Pictures stay out of the copy; restate everything else in the material exactly.

- _Dataset records_:

******

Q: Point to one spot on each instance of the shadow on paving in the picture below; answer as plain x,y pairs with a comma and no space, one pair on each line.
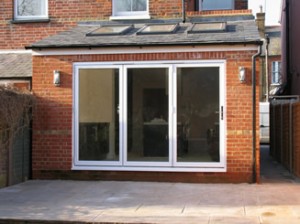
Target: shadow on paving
271,171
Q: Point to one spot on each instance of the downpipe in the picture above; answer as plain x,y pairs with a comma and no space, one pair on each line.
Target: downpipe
254,178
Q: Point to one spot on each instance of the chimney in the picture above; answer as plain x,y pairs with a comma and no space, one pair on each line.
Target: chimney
260,22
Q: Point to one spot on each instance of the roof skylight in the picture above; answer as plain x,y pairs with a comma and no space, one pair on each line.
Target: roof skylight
158,29
110,30
208,27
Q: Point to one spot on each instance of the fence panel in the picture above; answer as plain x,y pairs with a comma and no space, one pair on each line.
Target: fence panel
285,132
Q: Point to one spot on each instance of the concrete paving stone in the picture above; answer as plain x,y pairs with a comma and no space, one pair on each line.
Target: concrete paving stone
234,220
215,210
267,211
154,219
280,220
159,210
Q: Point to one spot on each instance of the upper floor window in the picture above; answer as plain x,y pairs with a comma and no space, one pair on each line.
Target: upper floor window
276,72
31,9
216,4
130,9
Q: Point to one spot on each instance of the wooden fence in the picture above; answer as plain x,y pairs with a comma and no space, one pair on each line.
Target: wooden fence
285,132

******

- _Task answer_:
Q: Point to one spot on each instance of the shadow on paving in the picture below; answer as plain x,y pairs with a comma and no space, one pair on each line.
Target: shadow on paving
271,171
Q: Point to one spot on each instance of the downpipe in the picture above; answer as plain x,y pairs with a comma and no space, one pair on each line.
Target: downpipe
254,178
Q: Point to one spot on each instance of the chimney in the picture above; answer as plain x,y pairs with a comma and no space, one pair on each line.
Target: chimney
260,22
Q: Point to one spot on each instance of the roof skylight in the picture above; answer as plain x,y pairs with a comma and no space, one pair on each line.
Target: roof skylight
158,29
110,30
208,27
Q: Point to one spot on each instance of the fence panel in the picture above; answer as plain x,y pairs with a comma and no space, one pair on each line.
Target: fence panel
285,132
Q: Point to one spot on each instance of the concrete paving stone in the picture above; answer as plain x,y pairs with a comma and no space, one pair on each line.
Target: concrete paving stone
234,220
215,210
267,211
154,219
280,220
159,210
Q: Point to one spot on each instance of the upper floor window in the picture above; answer as plain x,y pairs with a comma and no space, one pair on each line.
Target: upper floor window
276,72
31,9
216,4
130,9
Q: Point to one spot on each instance of the wooden fence in the picture above; answer as plain x,y pairs with a comma and no space, one pair on each line.
Target: wooden fence
285,132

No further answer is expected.